> **Short problem**
Quote every entry below word for word, with nothing changed.

--- BEGIN ---

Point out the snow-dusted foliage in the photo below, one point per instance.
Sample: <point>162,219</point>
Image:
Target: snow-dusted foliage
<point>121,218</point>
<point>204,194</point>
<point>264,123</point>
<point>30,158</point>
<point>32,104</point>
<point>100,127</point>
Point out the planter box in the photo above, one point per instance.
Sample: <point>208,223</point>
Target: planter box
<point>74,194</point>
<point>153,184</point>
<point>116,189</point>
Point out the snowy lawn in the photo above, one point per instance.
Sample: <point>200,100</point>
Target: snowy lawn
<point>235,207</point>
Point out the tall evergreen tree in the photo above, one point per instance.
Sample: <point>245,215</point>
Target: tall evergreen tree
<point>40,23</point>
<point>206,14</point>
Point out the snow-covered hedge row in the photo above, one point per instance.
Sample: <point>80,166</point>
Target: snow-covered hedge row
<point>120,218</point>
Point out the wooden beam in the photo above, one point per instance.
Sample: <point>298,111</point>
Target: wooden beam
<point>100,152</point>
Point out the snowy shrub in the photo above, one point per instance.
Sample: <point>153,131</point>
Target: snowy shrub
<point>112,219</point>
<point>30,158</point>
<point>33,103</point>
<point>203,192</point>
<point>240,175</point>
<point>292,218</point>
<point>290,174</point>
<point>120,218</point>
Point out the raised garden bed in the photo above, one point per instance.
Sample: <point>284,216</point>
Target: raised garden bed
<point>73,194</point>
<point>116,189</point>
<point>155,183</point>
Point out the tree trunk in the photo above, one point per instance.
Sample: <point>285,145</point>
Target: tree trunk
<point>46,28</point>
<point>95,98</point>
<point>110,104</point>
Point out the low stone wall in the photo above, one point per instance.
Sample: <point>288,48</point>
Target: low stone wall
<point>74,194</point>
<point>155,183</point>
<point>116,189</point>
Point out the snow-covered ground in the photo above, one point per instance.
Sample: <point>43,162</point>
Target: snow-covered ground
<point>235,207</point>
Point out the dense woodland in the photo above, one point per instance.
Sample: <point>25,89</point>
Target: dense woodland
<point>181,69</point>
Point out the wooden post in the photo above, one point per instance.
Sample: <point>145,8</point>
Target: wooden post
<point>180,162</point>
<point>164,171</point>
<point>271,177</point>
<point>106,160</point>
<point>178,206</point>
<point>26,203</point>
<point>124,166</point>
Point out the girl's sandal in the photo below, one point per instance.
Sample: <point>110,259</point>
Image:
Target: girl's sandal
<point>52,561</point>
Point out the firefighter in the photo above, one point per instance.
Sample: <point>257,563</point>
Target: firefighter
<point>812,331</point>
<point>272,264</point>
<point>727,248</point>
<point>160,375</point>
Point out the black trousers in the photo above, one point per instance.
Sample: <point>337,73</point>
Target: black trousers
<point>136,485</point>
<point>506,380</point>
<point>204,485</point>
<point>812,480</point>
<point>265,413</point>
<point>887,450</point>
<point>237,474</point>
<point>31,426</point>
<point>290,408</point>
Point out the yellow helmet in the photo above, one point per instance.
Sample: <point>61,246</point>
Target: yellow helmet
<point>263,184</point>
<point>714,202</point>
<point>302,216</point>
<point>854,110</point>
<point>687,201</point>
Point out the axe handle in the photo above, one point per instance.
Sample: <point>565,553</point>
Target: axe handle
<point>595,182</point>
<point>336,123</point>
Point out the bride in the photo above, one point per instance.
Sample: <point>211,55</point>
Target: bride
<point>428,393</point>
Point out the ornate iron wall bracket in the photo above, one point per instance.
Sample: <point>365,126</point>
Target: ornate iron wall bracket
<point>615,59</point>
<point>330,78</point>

--- END ---

> **Exercise solution**
Point out the snow-dusted foliage in the photo below, one point per instance.
Sample: <point>162,219</point>
Image:
Target: snow-dusted foliage
<point>121,218</point>
<point>204,194</point>
<point>264,123</point>
<point>30,158</point>
<point>32,104</point>
<point>100,127</point>
Point out the planter box in the photo above, one point per instance.
Sample: <point>208,223</point>
Target: planter box
<point>74,194</point>
<point>153,184</point>
<point>116,189</point>
Point out the snowy lawn in the photo above, one point per instance.
Sample: <point>200,100</point>
Target: snowy lawn
<point>235,207</point>
Point out the tall evergreen tree in the photo above, one point per instance.
Sample: <point>245,215</point>
Target: tall evergreen tree
<point>40,23</point>
<point>206,14</point>
Point out the snow-covered hedge row in the photo above, one point per instance.
Sample: <point>80,166</point>
Target: snow-covered hedge row
<point>120,218</point>
Point out the wooden beam in the photo above, one point per instance.
Sample: <point>298,111</point>
Target: wooden beam
<point>100,152</point>
Point out the snowy shrub in the photo above, one point per instance.
Sample: <point>153,131</point>
Target: snowy shrub
<point>112,219</point>
<point>30,158</point>
<point>33,103</point>
<point>203,192</point>
<point>240,175</point>
<point>292,218</point>
<point>290,174</point>
<point>120,218</point>
Point out the raised garden bed in the photo above, one point per instance.
Sample: <point>284,216</point>
Target: raised garden bed
<point>73,194</point>
<point>116,189</point>
<point>155,183</point>
Point out the tree trunk in the photo above, one point per instance.
Sample: <point>285,145</point>
Target: tree trunk
<point>46,28</point>
<point>95,98</point>
<point>110,104</point>
Point out the low stone wall in the photo above, one point per instance.
Sample: <point>288,48</point>
Target: low stone wall
<point>74,194</point>
<point>155,183</point>
<point>116,189</point>
Point out the snow-covered ground in the photo above, one point per instance.
Sample: <point>43,162</point>
Target: snow-covered ground
<point>235,207</point>
Point out the dense woodland in the photo above, one point per instance.
Sample: <point>25,89</point>
Target: dense woodland
<point>181,69</point>
Point out the wooden post in the photo above, one point per instance.
Sample: <point>145,8</point>
Target: wooden post
<point>180,162</point>
<point>164,171</point>
<point>271,177</point>
<point>106,160</point>
<point>178,206</point>
<point>26,203</point>
<point>124,166</point>
Point out the girl's sandal in the photo below, one point per instance.
Sample: <point>110,259</point>
Image:
Target: girl's sandal
<point>52,561</point>
Point out the firefighter in the photo above, one point per instance.
Sample: <point>257,563</point>
Target: firefighter
<point>812,331</point>
<point>272,264</point>
<point>727,248</point>
<point>160,375</point>
Point out the black trousers in the photo above, one point per instance.
Sample: <point>337,73</point>
Target: black trousers
<point>136,485</point>
<point>506,380</point>
<point>204,485</point>
<point>812,480</point>
<point>265,413</point>
<point>887,450</point>
<point>237,474</point>
<point>31,426</point>
<point>290,408</point>
Point out the yellow helmet in the photo above, one point per instance.
Sample: <point>61,246</point>
Target: yellow helmet
<point>263,184</point>
<point>714,202</point>
<point>302,216</point>
<point>854,110</point>
<point>687,201</point>
Point out the axe handle in the photo above, one point per instance.
Sample: <point>565,553</point>
Target: axe handle
<point>595,182</point>
<point>336,123</point>
Point out the bride in the photo above, one point per instance.
Sample: <point>211,55</point>
Target: bride
<point>428,393</point>
Point out the ornate iron wall bracket in the photo above, one point per instance.
Sample: <point>365,126</point>
Target: ornate iron wall bracket
<point>615,59</point>
<point>330,78</point>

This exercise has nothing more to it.